• _Problem 1_
Rewrite every line of the Dataset records listing below, requests included, with each point coordinate in the answers multiplied by 0.8 and rounded to a whole number, halves rounding up.

>> BEGIN Passage given

By William Fisher
Stephanie Nodd grew up in Mobile, Alabama. The young African-American became pregnant in ninth grade and dropped out of school to care for her child. She was barely 20 years old when she met John, a handsome drug dealer new to the city with lots of money. He showered her with compliments and promised to reward her generously for helping him set up in the area.
Stephanie introduced John to people and local drug spots, sold crack to customers on the street and later delivered cocaine and picked up money for him. In return, John gave her cash, money which Stephanie, a single mother, needed to provide for her four young children.
A little over a month after meeting John, Stephanie was arrested, charged and convicted as part of John’s crack cocaine business.
According to her judge, “this defendant is not an organizer, she was not the boss of this operation. She was only a lieutenant. And I feel that because of her young age, she was influenced to a great extent by [John].” She had no prior criminal record.
So the judge departed from the life sentence required by the then-mandatory guidelines, which he calculated using the relevant conduct guideline, and held her accountable for eight kilograms of crack cocaine handled by the organization.
Stephanie was pregnant with her fifth child when she was sentenced to 30 years in federal prison a few days before Christmas of 1990. And that’s where she is today.
Had she been sentenced for involvement with powder cocaine, as opposed to crack, she would have left prison more than seven years ago.
There are literally tens of thousands of Stephanies in our prisons today.
How does this happen?
In 1986, the U.S. Congress passed laws that created a 100 to 1 sentencing disparity for crack vs. powder cocaine possession. People convicted in federal court of possession of five grams of crack cocaine receive a minimum mandatory sentence of five years in federal prison. Possession of 500 grams of powder cocaine carries the same sentence.
Many legal experts and human rights advocates consider this to be a racist law that discriminates against minorities, because African-Americans are more likely to use crack than powder cocaine. Powder is considered an upper middle class drug, largely used by whites as a weekend “recreational” drug.
One such legal expert is Chip Pitts, president of the Bill of Rights Defense Committee and a lecturer at Stanford University Law School. He told Truthout, “I believe that the original ‘rationale’ for the cocaine sentencing disparity was implicit and just evolved: i.e. it was probably racism, pure and simple, that allowed the disparity to emerge to begin with (since elites and mainly whites used powder and poor and minorities used crack).”

>> END Passage given
>> BEGIN Records for this task

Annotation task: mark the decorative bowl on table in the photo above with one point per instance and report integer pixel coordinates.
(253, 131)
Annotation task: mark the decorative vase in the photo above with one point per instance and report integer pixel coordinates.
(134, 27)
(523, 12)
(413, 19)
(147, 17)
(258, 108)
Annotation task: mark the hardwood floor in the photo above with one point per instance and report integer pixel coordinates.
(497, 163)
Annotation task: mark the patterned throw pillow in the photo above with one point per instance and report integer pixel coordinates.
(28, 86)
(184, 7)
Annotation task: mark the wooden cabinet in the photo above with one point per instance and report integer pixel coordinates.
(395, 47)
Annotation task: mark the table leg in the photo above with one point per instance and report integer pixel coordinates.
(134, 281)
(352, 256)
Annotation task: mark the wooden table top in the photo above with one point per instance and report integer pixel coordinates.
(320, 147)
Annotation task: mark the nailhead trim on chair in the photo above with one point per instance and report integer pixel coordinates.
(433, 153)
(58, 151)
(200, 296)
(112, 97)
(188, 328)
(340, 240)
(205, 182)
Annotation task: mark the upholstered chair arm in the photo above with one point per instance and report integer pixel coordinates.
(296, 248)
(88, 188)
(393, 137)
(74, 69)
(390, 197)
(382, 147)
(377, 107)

>> END Records for this task

• _Problem 2_
Answer these from the article on crack cocaine sentencing above:
(a) In what city did Stephanie Nodd grow up?
(b) How long was her federal prison sentence, and in what year was it handed down?
(c) Under the 1986 laws, how many grams of powder cocaine carry the same five-year minimum sentence as five grams of crack?

• _Reply 1_
Annotation task: mark the decorative bowl on table in the photo above with one point per instance and report integer pixel coordinates.
(202, 105)
Annotation task: mark the decorative vase in the photo above with one point per instance and report integer pixel coordinates.
(107, 22)
(418, 10)
(330, 15)
(118, 14)
(206, 86)
Annotation task: mark the hardwood floor in the photo above with one point per instance and report integer pixel coordinates.
(398, 130)
Annotation task: mark the patterned throw pillow in the photo above with one point per instance and report integer pixel coordinates.
(22, 69)
(147, 6)
Annotation task: mark the wooden cabinet in the photo above with one point per instance and report integer pixel coordinates.
(316, 38)
Annotation task: mark the table leg in the photo above with one point per instance and report integer pixel coordinates.
(107, 225)
(282, 205)
Annotation task: mark the wooden table top in the photo above with one point per instance and report integer pixel coordinates.
(256, 118)
Annotation task: mark the nailhead trim on chair in the photo above with one point per instance and report integer pixel coordinates.
(346, 122)
(46, 121)
(160, 237)
(90, 78)
(150, 262)
(272, 192)
(164, 146)
Annotation task: mark the upholstered chair arm in the photo above with one point per instance and report integer pixel coordinates.
(237, 198)
(70, 150)
(314, 110)
(59, 55)
(312, 158)
(306, 118)
(302, 86)

• _Reply 2_
(a) Mobile, Alabama.
(b) 30 years, in 1990.
(c) 500 grams.